Have you ever been forced to sit by yourself in public amongst your thoughts for a period of time? It sounds pretty intimidating, especially when all you see walking by you are droves of people walking in pairs, or talking on their phone, or interacting with another human being in some way. Whenever I was forced to sit by myself for any length of time, every time a friend would approach me to end said period of Steve Glansberg-ing they would always say, "Wow, Alex, you just looked....so lonely."
I feel like I've spent a lot of time alone. Yet, it took me almost 22 years to actually learn how to enjoy it.

────────────────────────────────────────

**To-do list:**
1. In the passage on sitting alone in public, why does that experience sound intimidating?
2. Which lines of the records contain the string "instance"? Filter them out and list each one.

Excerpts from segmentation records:

────────────────────────────────────────

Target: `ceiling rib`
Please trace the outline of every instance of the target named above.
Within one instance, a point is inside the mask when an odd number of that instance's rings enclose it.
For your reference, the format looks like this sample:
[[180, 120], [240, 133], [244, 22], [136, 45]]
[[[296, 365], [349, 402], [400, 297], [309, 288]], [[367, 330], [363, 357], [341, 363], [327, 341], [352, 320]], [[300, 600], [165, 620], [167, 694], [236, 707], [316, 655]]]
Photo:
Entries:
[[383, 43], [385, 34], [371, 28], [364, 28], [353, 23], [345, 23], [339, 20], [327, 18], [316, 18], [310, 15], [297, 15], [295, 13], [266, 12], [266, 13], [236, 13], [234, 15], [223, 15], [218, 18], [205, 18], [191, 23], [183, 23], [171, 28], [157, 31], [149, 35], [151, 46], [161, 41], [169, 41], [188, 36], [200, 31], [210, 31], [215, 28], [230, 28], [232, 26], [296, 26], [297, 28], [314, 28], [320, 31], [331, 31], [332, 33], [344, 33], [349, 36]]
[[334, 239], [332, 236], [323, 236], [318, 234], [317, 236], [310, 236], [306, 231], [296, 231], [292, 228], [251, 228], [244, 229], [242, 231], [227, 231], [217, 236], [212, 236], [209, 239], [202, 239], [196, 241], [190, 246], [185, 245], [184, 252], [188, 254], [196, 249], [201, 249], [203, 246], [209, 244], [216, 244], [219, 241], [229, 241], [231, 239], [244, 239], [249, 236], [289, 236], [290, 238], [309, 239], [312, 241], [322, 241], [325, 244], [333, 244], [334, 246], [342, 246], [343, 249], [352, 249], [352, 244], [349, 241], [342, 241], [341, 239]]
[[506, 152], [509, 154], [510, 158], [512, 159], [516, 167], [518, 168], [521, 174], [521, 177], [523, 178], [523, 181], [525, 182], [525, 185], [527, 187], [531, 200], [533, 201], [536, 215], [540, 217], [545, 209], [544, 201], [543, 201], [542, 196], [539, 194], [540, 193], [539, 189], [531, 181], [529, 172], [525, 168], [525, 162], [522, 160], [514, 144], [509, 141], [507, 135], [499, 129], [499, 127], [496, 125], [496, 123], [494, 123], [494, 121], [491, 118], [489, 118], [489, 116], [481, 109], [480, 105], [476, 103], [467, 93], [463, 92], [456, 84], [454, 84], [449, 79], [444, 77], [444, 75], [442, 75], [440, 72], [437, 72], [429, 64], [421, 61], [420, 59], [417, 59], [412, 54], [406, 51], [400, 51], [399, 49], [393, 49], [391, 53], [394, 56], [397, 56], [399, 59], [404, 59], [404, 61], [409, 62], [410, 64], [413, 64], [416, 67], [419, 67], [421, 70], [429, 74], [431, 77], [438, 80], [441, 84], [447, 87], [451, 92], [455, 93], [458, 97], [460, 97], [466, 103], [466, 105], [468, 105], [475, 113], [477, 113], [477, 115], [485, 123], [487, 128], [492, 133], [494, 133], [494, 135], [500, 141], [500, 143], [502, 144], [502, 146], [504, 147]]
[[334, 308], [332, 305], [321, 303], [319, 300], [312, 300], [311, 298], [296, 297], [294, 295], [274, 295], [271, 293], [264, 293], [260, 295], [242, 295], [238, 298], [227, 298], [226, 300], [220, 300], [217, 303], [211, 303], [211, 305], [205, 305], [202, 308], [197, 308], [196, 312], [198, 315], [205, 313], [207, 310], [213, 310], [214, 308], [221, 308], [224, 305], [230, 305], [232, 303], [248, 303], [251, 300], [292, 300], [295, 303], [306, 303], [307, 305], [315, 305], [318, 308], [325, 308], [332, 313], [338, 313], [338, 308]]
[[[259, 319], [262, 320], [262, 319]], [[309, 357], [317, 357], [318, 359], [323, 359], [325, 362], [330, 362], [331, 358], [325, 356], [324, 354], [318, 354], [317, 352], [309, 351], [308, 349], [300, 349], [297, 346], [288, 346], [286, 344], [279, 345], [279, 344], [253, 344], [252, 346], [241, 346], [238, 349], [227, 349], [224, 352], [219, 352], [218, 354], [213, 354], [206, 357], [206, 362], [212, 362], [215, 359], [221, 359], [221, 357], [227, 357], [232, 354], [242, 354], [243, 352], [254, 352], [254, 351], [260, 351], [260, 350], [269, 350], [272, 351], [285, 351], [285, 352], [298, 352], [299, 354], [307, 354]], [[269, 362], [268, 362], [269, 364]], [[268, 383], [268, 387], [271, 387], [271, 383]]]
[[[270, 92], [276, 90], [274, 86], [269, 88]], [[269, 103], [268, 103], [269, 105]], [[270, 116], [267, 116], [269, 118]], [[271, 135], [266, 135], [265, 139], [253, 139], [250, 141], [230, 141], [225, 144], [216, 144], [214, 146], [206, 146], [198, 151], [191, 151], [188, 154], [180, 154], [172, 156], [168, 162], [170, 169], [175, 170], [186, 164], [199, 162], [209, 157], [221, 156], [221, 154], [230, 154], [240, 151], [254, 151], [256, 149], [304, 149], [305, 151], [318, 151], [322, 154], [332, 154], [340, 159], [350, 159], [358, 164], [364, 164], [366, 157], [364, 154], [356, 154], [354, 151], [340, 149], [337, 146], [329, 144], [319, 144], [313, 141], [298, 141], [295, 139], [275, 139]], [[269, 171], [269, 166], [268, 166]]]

────────────────────────────────────────

**Answers to the exercises:**
1. It sounds intimidating especially because everyone walking by appears to be with someone else. People pass in pairs, talk on their phones, or interact with another human being in some other way.

2.
Please trace the outline of every instance of the target named above.
Within one instance, a point is inside the mask when an odd number of that instance's rings enclose it.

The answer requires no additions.